• _Task_:
The required output consists solely of the lines from the line containing "of the pink" through the end of the records, copied exactly.

• _Data entries_:
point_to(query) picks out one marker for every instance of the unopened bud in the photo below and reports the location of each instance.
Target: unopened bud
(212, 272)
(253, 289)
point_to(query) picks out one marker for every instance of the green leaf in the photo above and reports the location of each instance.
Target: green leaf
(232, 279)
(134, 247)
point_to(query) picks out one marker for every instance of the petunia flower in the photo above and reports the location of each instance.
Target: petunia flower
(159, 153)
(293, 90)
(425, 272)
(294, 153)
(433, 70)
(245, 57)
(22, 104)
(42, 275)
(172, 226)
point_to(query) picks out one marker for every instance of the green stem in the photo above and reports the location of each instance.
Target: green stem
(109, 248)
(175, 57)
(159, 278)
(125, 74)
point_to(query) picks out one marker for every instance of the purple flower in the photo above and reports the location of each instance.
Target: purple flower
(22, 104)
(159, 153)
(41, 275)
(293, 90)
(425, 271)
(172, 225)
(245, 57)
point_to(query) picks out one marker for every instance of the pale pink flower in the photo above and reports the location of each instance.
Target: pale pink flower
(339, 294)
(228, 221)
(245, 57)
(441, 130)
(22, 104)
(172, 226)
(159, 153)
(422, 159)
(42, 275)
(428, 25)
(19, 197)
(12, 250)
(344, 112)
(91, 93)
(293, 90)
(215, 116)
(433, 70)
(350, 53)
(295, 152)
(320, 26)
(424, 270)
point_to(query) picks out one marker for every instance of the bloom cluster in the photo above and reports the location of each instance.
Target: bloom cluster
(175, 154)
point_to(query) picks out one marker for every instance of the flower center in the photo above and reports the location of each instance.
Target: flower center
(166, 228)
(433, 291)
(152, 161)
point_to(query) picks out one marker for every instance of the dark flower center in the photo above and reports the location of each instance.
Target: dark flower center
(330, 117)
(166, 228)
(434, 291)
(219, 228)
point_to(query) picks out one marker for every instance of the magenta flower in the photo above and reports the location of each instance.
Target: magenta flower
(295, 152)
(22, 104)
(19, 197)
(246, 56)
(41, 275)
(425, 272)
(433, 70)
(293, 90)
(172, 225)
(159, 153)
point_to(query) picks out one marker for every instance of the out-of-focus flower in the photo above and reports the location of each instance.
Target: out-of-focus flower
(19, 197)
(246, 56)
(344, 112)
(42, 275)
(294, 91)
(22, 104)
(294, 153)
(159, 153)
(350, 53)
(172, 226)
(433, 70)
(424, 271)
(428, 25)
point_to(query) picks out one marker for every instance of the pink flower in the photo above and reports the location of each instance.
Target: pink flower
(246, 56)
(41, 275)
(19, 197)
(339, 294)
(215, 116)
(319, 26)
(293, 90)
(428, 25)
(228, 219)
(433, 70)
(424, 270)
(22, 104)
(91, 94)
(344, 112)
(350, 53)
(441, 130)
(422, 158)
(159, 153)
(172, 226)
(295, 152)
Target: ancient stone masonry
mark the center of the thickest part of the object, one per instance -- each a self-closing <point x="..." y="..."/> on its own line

• _Answer in full_:
point_to(query) picks out one marker for every instance of the pink flower in the photo above and reports the location of each instance.
Target: pink flower
(246, 56)
(41, 275)
(19, 197)
(339, 294)
(215, 116)
(319, 26)
(293, 90)
(428, 25)
(228, 219)
(433, 70)
(424, 270)
(22, 104)
(91, 94)
(344, 112)
(350, 53)
(441, 130)
(422, 158)
(159, 153)
(172, 226)
(295, 152)
Target: ancient stone masonry
mark the center of the thickest part of the object, one per instance -- each a self-closing <point x="..." y="..."/> on its own line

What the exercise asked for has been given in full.